Where does the string "dining" occur in the entries below? Copy every line where it does.
------------------------------
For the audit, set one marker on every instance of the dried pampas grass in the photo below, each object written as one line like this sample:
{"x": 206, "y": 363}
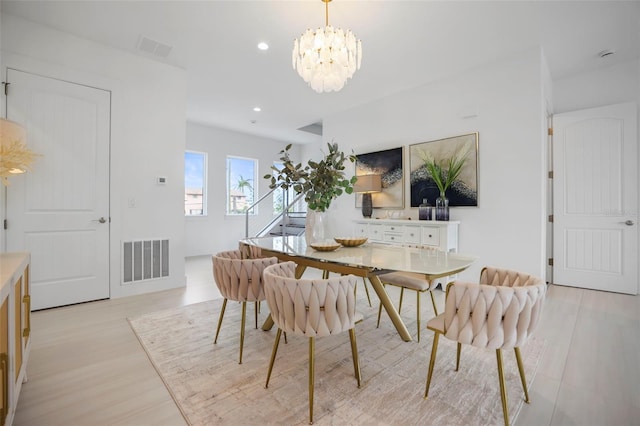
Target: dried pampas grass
{"x": 14, "y": 156}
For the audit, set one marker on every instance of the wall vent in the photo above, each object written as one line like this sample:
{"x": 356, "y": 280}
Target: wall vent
{"x": 144, "y": 260}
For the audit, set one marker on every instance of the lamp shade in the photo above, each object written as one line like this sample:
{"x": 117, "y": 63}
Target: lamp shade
{"x": 368, "y": 184}
{"x": 15, "y": 157}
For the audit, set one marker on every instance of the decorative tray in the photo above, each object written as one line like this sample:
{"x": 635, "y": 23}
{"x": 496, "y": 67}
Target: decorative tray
{"x": 351, "y": 241}
{"x": 328, "y": 246}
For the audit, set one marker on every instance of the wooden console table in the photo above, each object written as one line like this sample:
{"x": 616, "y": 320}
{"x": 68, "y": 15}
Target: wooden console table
{"x": 15, "y": 330}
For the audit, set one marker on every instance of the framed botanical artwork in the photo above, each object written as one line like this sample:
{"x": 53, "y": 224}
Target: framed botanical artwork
{"x": 463, "y": 191}
{"x": 389, "y": 165}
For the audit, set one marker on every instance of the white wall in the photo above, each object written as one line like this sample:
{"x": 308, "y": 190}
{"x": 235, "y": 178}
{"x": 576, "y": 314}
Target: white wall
{"x": 507, "y": 229}
{"x": 148, "y": 103}
{"x": 606, "y": 86}
{"x": 218, "y": 231}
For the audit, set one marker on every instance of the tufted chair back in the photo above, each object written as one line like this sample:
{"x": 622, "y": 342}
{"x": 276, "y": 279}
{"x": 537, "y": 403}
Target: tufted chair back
{"x": 494, "y": 315}
{"x": 310, "y": 307}
{"x": 506, "y": 278}
{"x": 240, "y": 279}
{"x": 499, "y": 313}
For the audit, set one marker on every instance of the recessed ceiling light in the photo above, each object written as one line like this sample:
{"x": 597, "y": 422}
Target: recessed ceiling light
{"x": 605, "y": 53}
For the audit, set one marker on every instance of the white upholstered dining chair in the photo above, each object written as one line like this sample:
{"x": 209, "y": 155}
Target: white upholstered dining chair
------------------------------
Your solution:
For the audit, set one marker on every instance of the white upholstered dining chair in the photo above, each object written as one line like this sample:
Target: white upholstered dining chair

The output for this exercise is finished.